## start MATERIAL

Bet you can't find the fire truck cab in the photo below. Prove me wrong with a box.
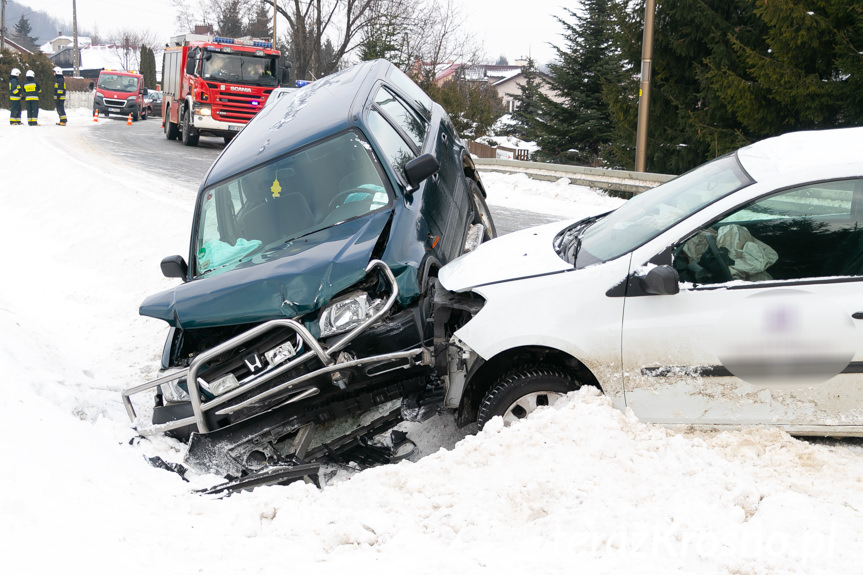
[162,34,287,146]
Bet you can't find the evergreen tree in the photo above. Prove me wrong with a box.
[606,0,763,174]
[218,0,243,38]
[707,0,863,140]
[535,0,621,165]
[246,2,273,38]
[426,67,503,139]
[15,14,36,44]
[511,58,541,141]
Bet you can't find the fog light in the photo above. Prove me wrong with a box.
[264,337,302,366]
[209,373,240,395]
[160,379,191,403]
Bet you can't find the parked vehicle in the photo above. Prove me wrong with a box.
[93,70,147,122]
[144,90,162,116]
[123,60,495,488]
[162,34,287,146]
[435,128,863,436]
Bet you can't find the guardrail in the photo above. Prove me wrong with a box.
[474,158,676,197]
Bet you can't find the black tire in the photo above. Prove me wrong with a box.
[181,110,198,146]
[163,109,180,140]
[467,178,497,242]
[476,366,581,429]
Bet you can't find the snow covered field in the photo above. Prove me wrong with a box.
[0,111,863,575]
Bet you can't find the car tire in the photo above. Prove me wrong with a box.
[467,178,497,242]
[181,110,198,146]
[476,366,581,429]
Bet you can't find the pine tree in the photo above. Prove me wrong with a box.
[535,0,621,165]
[511,58,540,141]
[218,0,243,38]
[246,2,273,38]
[606,0,772,174]
[15,14,36,44]
[708,0,863,139]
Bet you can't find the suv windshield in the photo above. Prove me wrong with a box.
[195,131,391,275]
[558,154,752,268]
[201,52,279,86]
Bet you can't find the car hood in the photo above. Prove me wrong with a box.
[438,220,578,292]
[139,210,390,329]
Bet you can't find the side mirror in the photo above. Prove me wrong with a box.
[159,256,189,278]
[405,154,440,192]
[638,265,680,295]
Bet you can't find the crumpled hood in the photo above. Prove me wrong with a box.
[139,211,390,329]
[438,220,578,292]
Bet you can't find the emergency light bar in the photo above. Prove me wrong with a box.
[213,36,273,48]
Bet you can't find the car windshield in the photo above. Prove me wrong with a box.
[195,131,392,275]
[555,154,752,268]
[99,73,138,92]
[201,52,279,86]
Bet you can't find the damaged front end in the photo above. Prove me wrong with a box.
[123,260,435,486]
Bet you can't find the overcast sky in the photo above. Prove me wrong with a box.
[18,0,578,64]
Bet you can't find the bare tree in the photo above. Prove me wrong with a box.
[361,0,479,85]
[107,29,157,70]
[265,0,380,79]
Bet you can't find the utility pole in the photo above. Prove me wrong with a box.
[272,0,279,49]
[0,0,6,50]
[72,0,81,78]
[635,0,656,172]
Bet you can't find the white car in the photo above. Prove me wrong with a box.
[437,128,863,436]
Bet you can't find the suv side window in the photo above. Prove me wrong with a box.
[674,179,863,285]
[369,108,417,181]
[375,88,428,149]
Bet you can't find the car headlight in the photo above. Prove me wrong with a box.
[161,379,192,403]
[319,292,384,337]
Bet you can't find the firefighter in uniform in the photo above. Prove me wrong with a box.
[24,70,42,126]
[54,66,66,126]
[9,68,24,126]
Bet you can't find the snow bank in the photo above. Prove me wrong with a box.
[0,113,863,574]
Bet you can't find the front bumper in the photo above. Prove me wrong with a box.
[192,112,245,135]
[122,260,432,435]
[93,100,138,116]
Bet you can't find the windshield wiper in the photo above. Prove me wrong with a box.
[554,214,605,265]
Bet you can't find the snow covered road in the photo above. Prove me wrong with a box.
[0,111,863,575]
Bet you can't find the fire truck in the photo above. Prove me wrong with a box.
[162,34,288,146]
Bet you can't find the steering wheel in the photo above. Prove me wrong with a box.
[704,234,734,283]
[327,188,375,213]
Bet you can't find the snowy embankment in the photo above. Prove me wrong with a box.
[0,113,863,574]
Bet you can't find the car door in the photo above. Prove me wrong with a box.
[622,179,863,433]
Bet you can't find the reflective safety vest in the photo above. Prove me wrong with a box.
[9,76,21,100]
[54,76,66,100]
[24,80,42,100]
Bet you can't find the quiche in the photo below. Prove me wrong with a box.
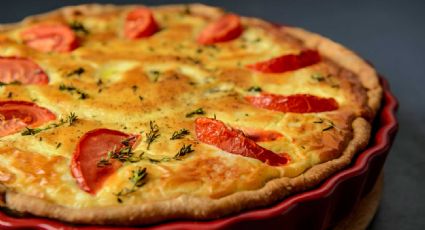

## end MATERIAL

● JOB: Put the lines of the listing between the line holding "Bet you can't find the utility" and the line holding "[375,88,428,149]", inclusive, into a Markdown table with the columns Row and Line, numbering each row and leaving out blank lines. Include no other lines.

● RESULT OF THE TASK:
| Row | Line |
|---|---|
| 1 | Bet you can't find the utility pole in the photo above. Prove me wrong with a box. |
| 2 | [272,0,279,49] |
| 3 | [0,0,6,50] |
| 4 | [72,0,81,78] |
| 5 | [635,0,656,172] |
| 6 | Bet you can't find the white car in the photo above. Prove me wrong with a box. |
| 7 | [437,128,863,436] |
| 8 | Bet you can't find the suv side window in the photo above. Prove me wrong with a box. |
| 9 | [674,179,863,285] |
| 10 | [369,108,417,181] |
| 11 | [375,88,428,149] |